• **TASK REQUIREMENTS**
1 > According to the article on Kentucky's last abortion clinic, since what year has the state required abortion clinics to hold transfer and transport agreements?
2 > Set down the stretch of the article on Kentucky's last abortion clinic from "After receiving a" through "hearing began Wednesday.", word for word.
3 > Write the next part of the article on Kentucky's last abortion clinic, picking up after its final sentence.

[SELECTED TEXT Boundary: Start]

The last abortion clinic in Kentucky is fighting to stay open.
The federal hearing in the case continues Thursday with a legal showdown that pits the state against the EMW Women’s Surgical Clinic. Both sides are trying to determine what does and does not limit a woman’s constitutional right to have an abortion.
The high-stakes case could determine whether Kentucky becomes the first state in the US without an abortion clinic.
After receiving a notice from the state government last March that the clinic’s abortion license was deficient, EMW Women’s Surgical Center sued Kentucky Gov. Matt Bevin and state officials. The hearing began Wednesday.
When EMW Women’s Surgical Center initially sued the governor, a federal judge granted the clinic a temporary restraining order so that it could stay open until a judge ruled in the case. If the judge rules to uphold the government’s regulations of the clinic, Kentucky will become the first state in the country without an open abortion clinic.
Access to abortion is already tenuous in the state. In January, the state legislature passed two new laws regulating abortions: The first made it illegal for women to get abortions at or after 20 weeks of pregnancy. The second requires women to obtain and view an ultrasound before having an abortion.
While EMW Women’s Surgical Center in Louisville is now the sole abortion provider for the state, the other major clinic in neighboring Lexington closed in January after it was also denied an abortion license from the state government.
An undue burden
Attorneys representing the surgical center, including lawyers from the American Civil Liberties Union and Planned Parenthood, argued that the state’s regulations “impose an undue burden” on a woman’s constitutional right to an abortion. These regulations are what the Kentucky government cites as the reason for revoking the clinic’s abortion license.
Kentucky requires that abortion clinics have both a transfer agreement with a hospital at a reasonable distance from the clinic and a transport agreement with an ambulance provider in order to obtain a license to provide abortions. This policy has been in place since 1998. EMW Women’s Surgical Center has complied with this policy in the past. Its license was initially approved through June 2017. Then, in March, the clinic received a notice from the Kentucky office of the Inspector General informing it that its agreements were “deficient.” The letter said the signature on the agreement with the hospital was “not authorized” and did not offer “certainty” that a patient would receive a medically appropriate transfer in case of an emergency.

[SELECTED TEXT Boundary: End]
[EXERCISE DATA Boundary: Start]

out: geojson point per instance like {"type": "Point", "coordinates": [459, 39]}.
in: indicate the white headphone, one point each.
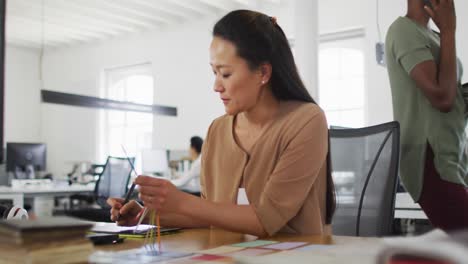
{"type": "Point", "coordinates": [13, 212]}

[EXERCISE DATA Boundary: End]

• **ANSWERS FOR THE EXERCISE**
1 > Since 1998.

2 >
After receiving a notice from the state government last March that the clinic’s abortion license was deficient, EMW Women’s Surgical Center sued Kentucky Gov. Matt Bevin and state officials. The hearing began Wednesday.

3 >
Attorney Don Cox, representing EMW Women’s Surgical Center, relied heavily on the Supreme Court’s 2016 decision in Whole Women’s Health vs. Hellerstedt in his argument that the regulations are unconstitutional. In that decision, the Supreme Court ruled that in order for a medical regulation of abortions to be enforced, there needed to be proof that the burden of imposing the regulation outweighed the burden it would impose on a woman’s right to have an abortion.
Cox argued that, in this case, the burden of imposing the state’s transfer and transport agreements statute far outweighs the benefit to women’s health. Cox and other attorneys representing EMW stated there is no evidence, medical or otherwise, that these agreements improve women’s health. The agreements, Cox argued, are redundant because federal law requires that emergency rooms and ambulances care for any patient in need.
“A transfer agreement is something made up out of old cloth in order to try to stop abortions in the state,” Cox said after the first day of court adjourned. “It’s not a regular kind of medical protocol that is normally used.”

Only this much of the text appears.